L’Assicurazione impugna in Cassazione.
Il primo motivo denuncia motivazione apparente su punto decisivo della controversia; Il secondo motivo denuncia violazione e falsa applicazione degli artt. 1223 e 1226 c.c.. per la lesione della capacità lavorativa specifica; con il terzo lamentano la riqualificazione del danno come perdita di chance.
In primo luogo, gli Ermellini osservano che sarebbe contro la legge (gli artt. 2059,1226,2697 e 2729 c.c.) riconoscere il danno riflesso ai parenti di una persona lesa, il che deriverebbe da una motivazione apparente e contraddittoria.
La Corte d’appello avrebbe riconosciuto che ai congiunti di chi subisce lesioni particolarmente gravi spetta il risarcimento di danno non patrimoniale per il complessivo assetto dei rapporti familiari.
Sostiene l’Assicurazione che il danno subito dai congiunti del danneggiato principale è danno conseguenza, per cui va allegato e provato; e una presunzione semplice nel senso della sussistenza di un danno parentale può, in quanto tale, superarsi con elementi contrari. Tale danno in effetti sarebbe riconoscibile per morte del congiunto o se questi subisce lesioni di particolare gravità, cioè superiori al 10% ai sensi dell’art. 139 Cod. Ass. e comunque non lievi.
La CTU ha accertato la sussistenza di un danno della misura del 10%, laddove, sempre secondo la tesi dell’Assicurazione ricorrente, il risarcimento del danno da lesione del rapporto parentale si presuppone la sussistenza di lesioni di particolare gravità e l’accertamento del concreto danno provocato.

-- Compito A --
Nel testo sul ricorso dell'Assicurazione, in quale misura la CTU ha accertato il danno?
-- Compito B --
Modifica il passo del testo sul ricorso dell'Assicurazione che parte da "L’Assicurazione impugna in" e arriva fino a "perdita di chance.", mettendo "Corte di cassazione" al posto di "Cassazione".
-- Compito C --
Riprendi il testo sul ricorso dell'Assicurazione in Cassazione e prosegui dal punto in cui si ferma.

-- Materiale fornito --

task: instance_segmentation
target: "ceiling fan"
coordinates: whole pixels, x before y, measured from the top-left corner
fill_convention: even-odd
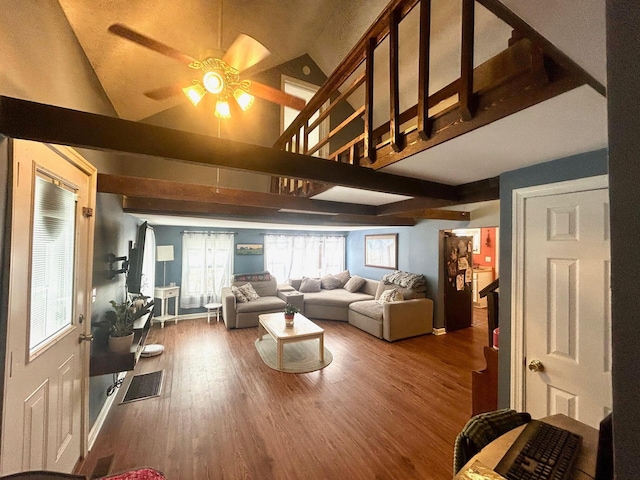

-- Risposta A --
La CTU ha accertato un danno nella misura del 10%.

-- Risposta B --
L’Assicurazione impugna in Corte di cassazione.
Il primo motivo denuncia motivazione apparente su punto decisivo della controversia; Il secondo motivo denuncia violazione e falsa applicazione degli artt. 1223 e 1226 c.c.. per la lesione della capacità lavorativa specifica; con il terzo lamentano la riqualificazione del danno come perdita di chance.

-- Risposta C --
La Suprema Corte evidenzia che l’invocato art. 139 Cod. Ass. determina come massimo livello delle microlesioni il 9%, e non sussiste alcun “freno” normativo per il danno parentale nel senso che possa sussistere soltanto se gli effetti stabiliti dal danno biologico sul congiunto siano particolarmente elevati.
Il punto dirimente è la prova: il parente, secondo i principi generali, e anche per via presuntiva, ha l’onere di dimostrare che è stato leso dalla condizione del congiunto, per cui ha subito un danno non patrimoniale parentale.
La Corte d’appello afferma che “la condizione psico/fisica del figlio, quale emergente dalla CTU, è sicuramente tale da necessitare di assistenza parentale”; e da questa “non modestia delle lesioni del piccolo” deduce correttamente l’esistenza del danno.
Ebbene, la ricorrente intende confutare tale accertamento, che essendo puramente fattuale è inammissibile.
Per quanto concerne la seconda e terza censura, inerente la lesione della capacità lavorativa specifica, dalla CTU emerge che il bambino danneggiato, da adulto non avrebbe potuto lavorare in contatto con le polveri, né avrebbe potuto svolgere attività subacquea, o di pilota, per la necessità di evitare brusche variazioni barometriche, la Corte di Appello, però, qualificava tale voce come danno patrimoniale da perdita di chance.
Ergo, in un quadro di riconoscimento della lesione della capacità lavorativa generica, non patrimoniale perché componente appunto del danno biologico, e di una lesione comunque non particolarmente elevata – il 10% -, la Corte territoriale ha confuso una precisazione in tale ambito effettuata dal CTU, con il riconoscimento di un danno patrimoniale.
La Suprema Corte evidenzia che, nonostante i chiarimenti forniti dal CTU, non vi sono ragioni per oltrepassare “i confini della descrizione sempre di una capacità lavorativa generica”. Inoltre, le lesioni sono contenute e il soggetto danneggiato non ha ancora dimostrato le proprie effettive inclinazioni e potenzialità, per cui, appunto, non è possibile pervenire all’accertamento, neanche come ipotesi o chance, di un concreto danno patrimoniale in termini lavorativi.
In conclusione, del ricorso viene dichiarato inammissibile il primo motivo, mentre i residui motivi vengono accolti nei limiti appena evidenziati.